*** SELECTED TEXT ***

Viewing Franklin’s experience as a model for self-improvement, the college
presidents in charge of senior seminars emphasized the importance of
cultivating the virtue of humility and avoiding the sin of pride. As devout
Christians, they departed from the deist Franklin’s example to some extent,
instructing their students that they should let their lives be guided not by
proud, individualistic self-determination but by God’s will, as discerned both
personally, through intuition, and socially, through fellowship with other
believers. Nonbelievers who doubted the usefulness of living in accordance with
God’s will were instructed to “act as if” God existed and were promised that,
with time, the emotional benefits of living spiritually would become obvious.
Within the
academy, this basic prescription for earthly happiness — in the words of
Williams College President Mark Hopkins, “as your character is, so will your
destiny be” — reigned supreme for almost three centuries, from Harvard’s
founding in 1636 until the early twentieth century. As campus populations grew
to the point where it became impractical for one person to conduct a seminar
for all seniors, college presidents reorganized their ideas into series of
Sunday sermons, which undergraduates regularly attended.
Off campus, books
based on their class outlines, chapel sermons, and lectures were widely popular
from the end of the American Revolution until the First World War. These works,
in turn, influenced movements ranging from Christian Science and the Salvation
Army to the explosion of business-education programs emphasizing character and
personal integrity. Acres of Diamonds (1890),
based on a lecture by Baptist minister and Temple University
founding president Russell Conwell, remains one of the most successful business
self-help tracts in American history. (Temple University football players still
wear diamond trim on their collars in commemoration of Conwell, and the lecture
is the inspiration for the school’s mission statement.)

*** EXERCISE DATA ***

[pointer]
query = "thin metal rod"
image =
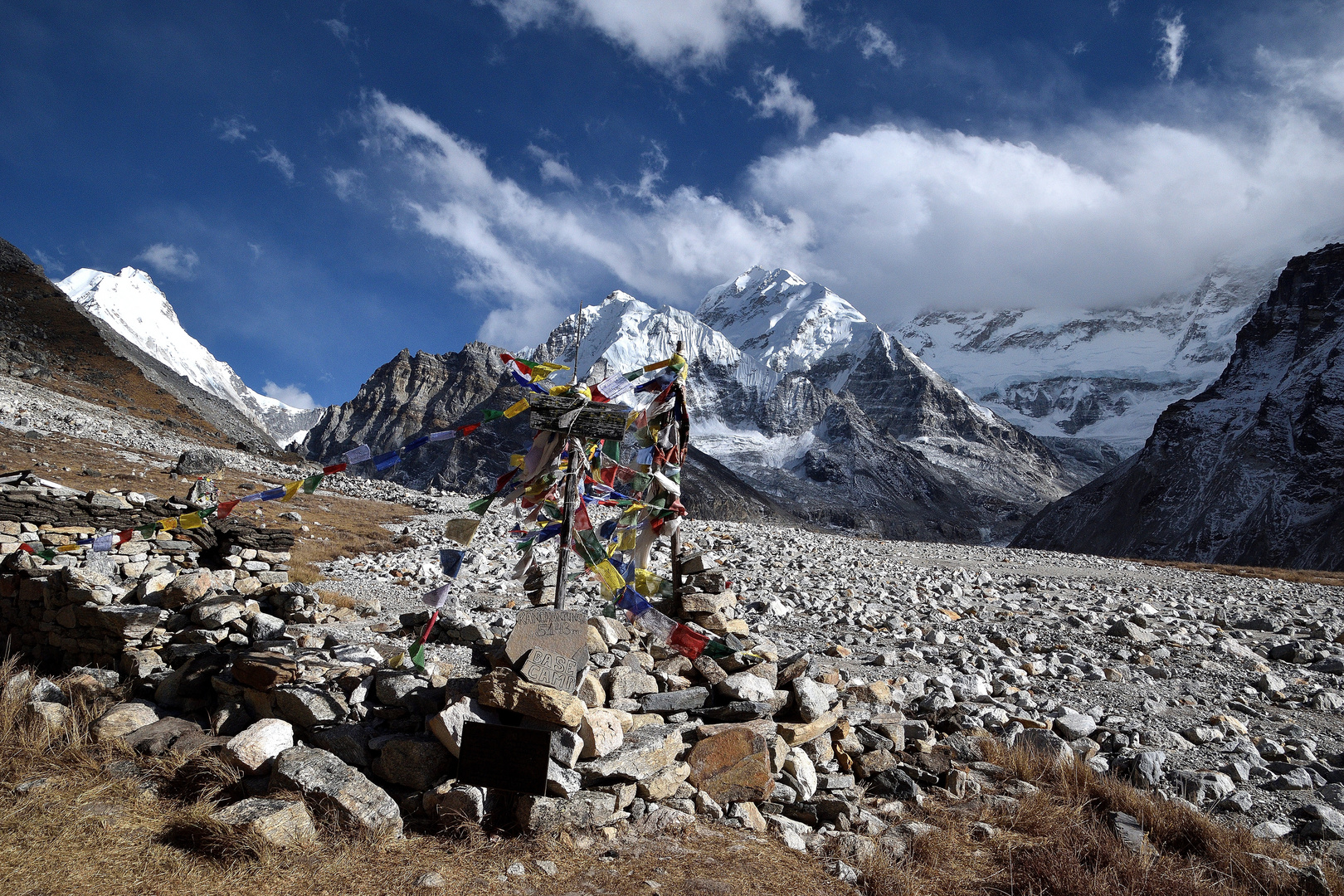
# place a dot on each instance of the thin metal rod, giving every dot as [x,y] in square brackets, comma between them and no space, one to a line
[562,563]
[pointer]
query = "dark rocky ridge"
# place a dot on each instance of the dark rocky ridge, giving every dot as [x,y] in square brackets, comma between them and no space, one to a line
[50,340]
[1250,470]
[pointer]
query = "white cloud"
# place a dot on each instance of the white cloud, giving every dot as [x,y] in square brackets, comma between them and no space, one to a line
[233,129]
[279,158]
[553,169]
[47,262]
[1315,78]
[292,395]
[665,34]
[874,41]
[173,261]
[1174,46]
[780,95]
[526,253]
[894,218]
[346,183]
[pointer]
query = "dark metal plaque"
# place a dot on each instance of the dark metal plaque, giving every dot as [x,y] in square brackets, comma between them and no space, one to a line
[505,758]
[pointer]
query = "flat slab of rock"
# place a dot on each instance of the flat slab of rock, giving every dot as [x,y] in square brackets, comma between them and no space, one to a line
[253,748]
[283,822]
[331,786]
[733,766]
[796,733]
[644,754]
[124,719]
[505,691]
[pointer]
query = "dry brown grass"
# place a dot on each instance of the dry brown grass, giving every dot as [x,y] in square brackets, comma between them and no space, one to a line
[1059,843]
[91,832]
[1309,577]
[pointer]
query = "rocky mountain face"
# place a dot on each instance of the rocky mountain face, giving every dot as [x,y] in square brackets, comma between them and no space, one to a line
[1105,373]
[58,344]
[802,403]
[1248,472]
[132,305]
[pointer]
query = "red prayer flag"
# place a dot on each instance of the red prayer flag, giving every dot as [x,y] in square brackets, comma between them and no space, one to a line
[687,642]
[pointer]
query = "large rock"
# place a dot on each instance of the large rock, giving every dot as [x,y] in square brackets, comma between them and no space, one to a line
[448,724]
[733,766]
[583,809]
[199,462]
[505,691]
[253,748]
[1071,726]
[331,786]
[797,733]
[264,670]
[601,733]
[413,762]
[123,719]
[811,698]
[281,822]
[307,705]
[746,687]
[644,752]
[350,743]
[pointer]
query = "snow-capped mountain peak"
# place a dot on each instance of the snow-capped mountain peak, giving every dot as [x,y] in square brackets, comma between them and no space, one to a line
[138,309]
[782,321]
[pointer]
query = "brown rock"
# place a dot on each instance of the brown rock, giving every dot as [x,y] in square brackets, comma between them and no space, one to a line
[264,670]
[733,766]
[503,689]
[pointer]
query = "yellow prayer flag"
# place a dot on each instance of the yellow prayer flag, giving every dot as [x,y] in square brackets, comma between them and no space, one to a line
[609,577]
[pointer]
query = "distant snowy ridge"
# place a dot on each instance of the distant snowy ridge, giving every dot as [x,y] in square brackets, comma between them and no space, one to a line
[132,305]
[1103,373]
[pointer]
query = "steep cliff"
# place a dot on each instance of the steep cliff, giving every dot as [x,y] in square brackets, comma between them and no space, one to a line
[1252,469]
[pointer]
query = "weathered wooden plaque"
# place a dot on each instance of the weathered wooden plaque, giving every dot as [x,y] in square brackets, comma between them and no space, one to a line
[574,416]
[553,670]
[563,631]
[507,758]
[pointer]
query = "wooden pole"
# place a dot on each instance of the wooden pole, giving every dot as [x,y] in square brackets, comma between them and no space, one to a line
[562,561]
[676,533]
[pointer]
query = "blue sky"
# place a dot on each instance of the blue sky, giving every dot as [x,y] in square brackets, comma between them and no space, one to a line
[316,186]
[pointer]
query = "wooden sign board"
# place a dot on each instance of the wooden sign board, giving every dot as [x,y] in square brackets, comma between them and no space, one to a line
[563,631]
[505,758]
[580,418]
[554,670]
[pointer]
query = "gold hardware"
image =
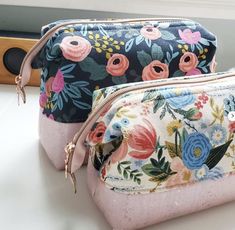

***

[WORK TO COMPLETE]:
1. In the excerpt on college presidents and self-improvement, recast the paragraph beginning "Within the academy" as a bulleted list that keeps its main facts.
2. Write the next part of the excerpt on college presidents and self-improvement, picking up after its final sentence.

[ANSWERS PER TASK]:
1.
- Within the academy, a basic prescription for earthly happiness reigned supreme. Williams College President Mark Hopkins summed it up as "as your character is, so will your destiny be."
- It dominated for almost three centuries, from Harvard's founding in 1636 until the early twentieth century.
- Campus populations grew until one person could no longer conduct a seminar for all seniors. College presidents then reorganized their ideas into series of Sunday sermons.
- Undergraduates regularly attended these sermons.

2.
Tempering Vice
One of the most
prominent public missions of the college presidents was the prevention and
treatment of alcoholism. School leaders like Edward Hitchcock, president of
Amherst from 1845 to 1854, recognized drunkenness as a major social problem and
devoted their energies to both defining it as a moral sickness and supporting
solutions based on character improvement. Reverend Jesse Appleton, president of
Bowdoin College from 1807 to 1819, delivered the first annual discourse before
the Bath Temperance Society on May 11, 1813; Jeremiah Day, president of Yale
College from 1817 to 1846, became the first president of the Connecticut State
Temperance Society in 1829; and many others were involved in the temperance
movement across the country.
The principles of
confession, moral reformation, and the surrender to divine guidance, all key
features of the senior seminars, were central to a number of nineteenth-century
recovery movements as well. The most prominent of these were the Washingtonian
Movement of the 1840s, which claimed to have helped 600,000 alcoholics; its
outgrowth, the Martha Washingtonians, a support group organized by and for
relatives of alcoholics; the Independent Order of the Good Templars, a
secretive society founded in 1851 that claimed more than 400,000 recovered
alcoholics; and the “Red Ribbon” and “Blue Ribbon” reform clubs of the 1870s,
which stressed the importance of recovered alcoholics reaching out to help
those still drinking.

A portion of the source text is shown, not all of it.